STATED GOAL:
Reproduce exactly the lines beginning with the line that contains "the green foliage" and ending at the final line of the material below.

GIVEN DATA:
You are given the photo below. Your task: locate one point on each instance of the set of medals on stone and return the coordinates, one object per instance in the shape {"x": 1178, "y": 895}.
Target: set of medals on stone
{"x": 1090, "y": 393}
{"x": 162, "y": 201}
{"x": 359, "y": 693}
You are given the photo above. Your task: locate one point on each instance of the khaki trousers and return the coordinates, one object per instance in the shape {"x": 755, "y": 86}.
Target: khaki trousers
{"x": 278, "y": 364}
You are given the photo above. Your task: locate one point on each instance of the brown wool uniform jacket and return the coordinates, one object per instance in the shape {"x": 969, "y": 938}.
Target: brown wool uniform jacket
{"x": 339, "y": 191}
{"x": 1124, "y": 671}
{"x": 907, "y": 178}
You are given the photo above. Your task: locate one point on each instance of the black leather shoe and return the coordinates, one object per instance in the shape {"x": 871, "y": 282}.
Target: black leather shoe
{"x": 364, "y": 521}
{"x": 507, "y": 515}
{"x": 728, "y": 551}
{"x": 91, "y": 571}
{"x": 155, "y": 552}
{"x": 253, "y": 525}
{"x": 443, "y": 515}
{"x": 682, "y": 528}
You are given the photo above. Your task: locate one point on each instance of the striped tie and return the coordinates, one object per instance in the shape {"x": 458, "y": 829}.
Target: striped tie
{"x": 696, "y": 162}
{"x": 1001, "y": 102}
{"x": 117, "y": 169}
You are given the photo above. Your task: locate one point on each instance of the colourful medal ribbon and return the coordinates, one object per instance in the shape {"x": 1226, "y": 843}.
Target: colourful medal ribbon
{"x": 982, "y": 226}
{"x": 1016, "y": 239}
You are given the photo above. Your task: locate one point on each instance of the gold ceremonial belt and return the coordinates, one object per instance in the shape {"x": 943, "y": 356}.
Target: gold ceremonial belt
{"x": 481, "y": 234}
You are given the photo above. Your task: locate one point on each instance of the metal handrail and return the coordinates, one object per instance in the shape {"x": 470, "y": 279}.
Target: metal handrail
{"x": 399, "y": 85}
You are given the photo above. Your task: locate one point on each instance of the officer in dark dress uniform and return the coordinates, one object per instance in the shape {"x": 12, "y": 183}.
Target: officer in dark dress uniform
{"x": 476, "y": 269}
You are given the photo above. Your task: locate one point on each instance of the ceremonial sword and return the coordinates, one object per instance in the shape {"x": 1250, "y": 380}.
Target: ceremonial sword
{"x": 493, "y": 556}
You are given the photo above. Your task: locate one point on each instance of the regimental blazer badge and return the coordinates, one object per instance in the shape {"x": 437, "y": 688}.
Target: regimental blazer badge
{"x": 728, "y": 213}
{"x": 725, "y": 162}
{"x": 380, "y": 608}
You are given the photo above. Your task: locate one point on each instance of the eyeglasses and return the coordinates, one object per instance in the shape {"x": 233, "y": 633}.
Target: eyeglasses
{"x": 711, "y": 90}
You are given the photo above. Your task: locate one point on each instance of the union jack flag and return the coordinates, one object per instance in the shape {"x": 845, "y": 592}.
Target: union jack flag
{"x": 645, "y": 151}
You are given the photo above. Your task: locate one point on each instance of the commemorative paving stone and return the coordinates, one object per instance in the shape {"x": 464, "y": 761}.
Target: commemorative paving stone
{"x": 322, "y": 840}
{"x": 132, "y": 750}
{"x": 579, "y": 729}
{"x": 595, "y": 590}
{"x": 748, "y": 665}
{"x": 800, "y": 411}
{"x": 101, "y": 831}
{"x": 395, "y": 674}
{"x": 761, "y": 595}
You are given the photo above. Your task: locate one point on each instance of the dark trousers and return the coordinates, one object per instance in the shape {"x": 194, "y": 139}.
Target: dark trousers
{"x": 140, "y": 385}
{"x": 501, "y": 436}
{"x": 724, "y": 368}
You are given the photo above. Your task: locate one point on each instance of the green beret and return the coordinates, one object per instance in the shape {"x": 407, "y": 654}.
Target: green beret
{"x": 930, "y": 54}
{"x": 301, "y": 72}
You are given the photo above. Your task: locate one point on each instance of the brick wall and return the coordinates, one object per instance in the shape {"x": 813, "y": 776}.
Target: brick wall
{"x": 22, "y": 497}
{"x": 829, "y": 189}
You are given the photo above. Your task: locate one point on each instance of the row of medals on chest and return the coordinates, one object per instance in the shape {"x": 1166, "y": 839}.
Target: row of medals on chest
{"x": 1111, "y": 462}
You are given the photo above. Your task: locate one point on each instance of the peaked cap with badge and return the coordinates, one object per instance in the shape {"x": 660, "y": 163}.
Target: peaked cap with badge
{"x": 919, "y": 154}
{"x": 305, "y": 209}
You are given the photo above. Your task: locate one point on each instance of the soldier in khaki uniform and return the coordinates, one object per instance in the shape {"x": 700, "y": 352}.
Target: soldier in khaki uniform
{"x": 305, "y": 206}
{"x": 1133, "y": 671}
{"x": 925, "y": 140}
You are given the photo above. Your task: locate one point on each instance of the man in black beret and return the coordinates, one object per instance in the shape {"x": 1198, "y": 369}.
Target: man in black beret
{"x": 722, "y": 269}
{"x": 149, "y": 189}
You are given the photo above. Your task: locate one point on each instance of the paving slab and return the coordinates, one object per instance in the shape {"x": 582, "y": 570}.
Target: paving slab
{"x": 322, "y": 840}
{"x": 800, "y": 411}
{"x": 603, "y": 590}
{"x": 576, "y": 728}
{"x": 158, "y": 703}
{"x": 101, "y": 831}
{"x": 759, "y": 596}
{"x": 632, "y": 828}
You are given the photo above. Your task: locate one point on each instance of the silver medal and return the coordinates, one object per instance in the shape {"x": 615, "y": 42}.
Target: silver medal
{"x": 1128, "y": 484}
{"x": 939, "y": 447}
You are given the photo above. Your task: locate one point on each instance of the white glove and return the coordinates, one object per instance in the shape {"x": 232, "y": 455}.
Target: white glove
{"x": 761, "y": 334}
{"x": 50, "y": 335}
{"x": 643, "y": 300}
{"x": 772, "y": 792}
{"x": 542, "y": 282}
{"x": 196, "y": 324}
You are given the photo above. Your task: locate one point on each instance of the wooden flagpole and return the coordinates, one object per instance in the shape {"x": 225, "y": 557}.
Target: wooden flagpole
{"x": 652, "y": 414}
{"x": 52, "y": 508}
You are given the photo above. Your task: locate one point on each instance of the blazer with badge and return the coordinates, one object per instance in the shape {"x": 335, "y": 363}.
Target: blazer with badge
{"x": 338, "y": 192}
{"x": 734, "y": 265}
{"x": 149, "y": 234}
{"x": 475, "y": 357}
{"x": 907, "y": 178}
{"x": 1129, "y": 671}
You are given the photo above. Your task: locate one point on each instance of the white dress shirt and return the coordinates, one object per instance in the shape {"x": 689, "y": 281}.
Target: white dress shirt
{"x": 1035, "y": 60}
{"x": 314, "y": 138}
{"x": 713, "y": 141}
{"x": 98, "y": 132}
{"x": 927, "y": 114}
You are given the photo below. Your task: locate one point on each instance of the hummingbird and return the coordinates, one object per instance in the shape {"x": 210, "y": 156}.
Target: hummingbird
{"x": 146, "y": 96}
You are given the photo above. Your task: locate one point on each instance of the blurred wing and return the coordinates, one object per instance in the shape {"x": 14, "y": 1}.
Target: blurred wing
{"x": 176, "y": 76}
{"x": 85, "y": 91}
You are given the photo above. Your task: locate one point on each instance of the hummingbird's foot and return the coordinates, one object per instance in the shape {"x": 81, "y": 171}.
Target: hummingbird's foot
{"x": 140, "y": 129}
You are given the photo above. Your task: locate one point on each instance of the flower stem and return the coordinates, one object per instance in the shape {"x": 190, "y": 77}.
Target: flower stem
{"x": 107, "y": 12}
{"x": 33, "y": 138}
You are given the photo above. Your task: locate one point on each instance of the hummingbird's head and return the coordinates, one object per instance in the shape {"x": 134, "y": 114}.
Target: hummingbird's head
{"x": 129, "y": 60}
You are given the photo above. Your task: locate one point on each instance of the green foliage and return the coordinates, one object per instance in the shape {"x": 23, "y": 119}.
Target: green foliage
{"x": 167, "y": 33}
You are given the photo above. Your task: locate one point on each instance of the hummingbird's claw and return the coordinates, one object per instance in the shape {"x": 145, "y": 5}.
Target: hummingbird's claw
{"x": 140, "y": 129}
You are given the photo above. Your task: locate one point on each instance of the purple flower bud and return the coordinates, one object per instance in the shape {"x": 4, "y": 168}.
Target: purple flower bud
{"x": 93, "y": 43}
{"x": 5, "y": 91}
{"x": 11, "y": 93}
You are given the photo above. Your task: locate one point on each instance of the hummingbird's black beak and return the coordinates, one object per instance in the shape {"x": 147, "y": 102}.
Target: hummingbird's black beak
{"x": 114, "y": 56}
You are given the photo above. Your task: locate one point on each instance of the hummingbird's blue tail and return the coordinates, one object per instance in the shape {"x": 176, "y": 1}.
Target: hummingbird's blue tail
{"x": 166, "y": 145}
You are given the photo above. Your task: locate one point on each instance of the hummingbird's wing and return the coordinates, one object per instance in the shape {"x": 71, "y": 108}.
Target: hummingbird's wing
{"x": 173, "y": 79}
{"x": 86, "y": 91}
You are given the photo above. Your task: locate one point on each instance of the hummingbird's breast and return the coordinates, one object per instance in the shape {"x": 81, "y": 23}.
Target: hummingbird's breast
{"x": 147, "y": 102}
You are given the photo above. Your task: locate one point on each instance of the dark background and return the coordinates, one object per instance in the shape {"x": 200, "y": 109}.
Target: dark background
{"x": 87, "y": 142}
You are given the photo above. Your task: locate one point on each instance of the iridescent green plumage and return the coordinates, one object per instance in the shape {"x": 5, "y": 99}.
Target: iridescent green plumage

ANSWER BELOW:
You are given the photo above. Your task: locate one point on each instance of the green foliage and return the coordinates, one object per instance in the shape {"x": 23, "y": 119}.
Target: green foliage
{"x": 167, "y": 33}
You are given the photo above. Your task: locate one point on each instance of the hummingbird's claw and return the coordinates, one object per instance in the shape {"x": 145, "y": 5}.
Target: hummingbird's claw
{"x": 140, "y": 129}
You are given the photo above. Your task: locate one point on each instance of the purple flower bud and return the coordinates, one object per instance in the shape {"x": 4, "y": 168}.
Target: purple flower bud
{"x": 93, "y": 43}
{"x": 5, "y": 91}
{"x": 11, "y": 93}
You are given the photo above. Your task: locate one point on each instance of the hummingbird's black beak and return the coordinates, one object per instance in the shape {"x": 147, "y": 102}.
Target: hummingbird's black beak
{"x": 114, "y": 56}
You are given the photo above. Your task: locate one point on each instance of the hummingbird's blue tail and return the coordinates, one object per instance in the shape {"x": 176, "y": 1}.
Target: hummingbird's blue tail
{"x": 166, "y": 145}
You are given the photo above. Your task: locate one point on each instance of the hummingbird's wing and return the coordinates, one object per instance in the shape {"x": 71, "y": 108}.
Target: hummingbird's wing
{"x": 173, "y": 79}
{"x": 86, "y": 91}
You are given the photo above. Your task: locate one point on each instance of the hummingbird's breast and return the coordinates, one object per instance in the shape {"x": 81, "y": 23}.
Target: hummingbird's breast
{"x": 147, "y": 102}
You are given the photo above. Your task: locate one point on each instance of the dark background and return the coordinates, one object per instance in the shape {"x": 200, "y": 109}.
Target: dark background
{"x": 87, "y": 142}
You are given the photo above. Your task: locate one point on each instance of the iridescent green plumage and return the coordinates, one object per instance in the shape {"x": 5, "y": 99}.
Target: iridescent green plumage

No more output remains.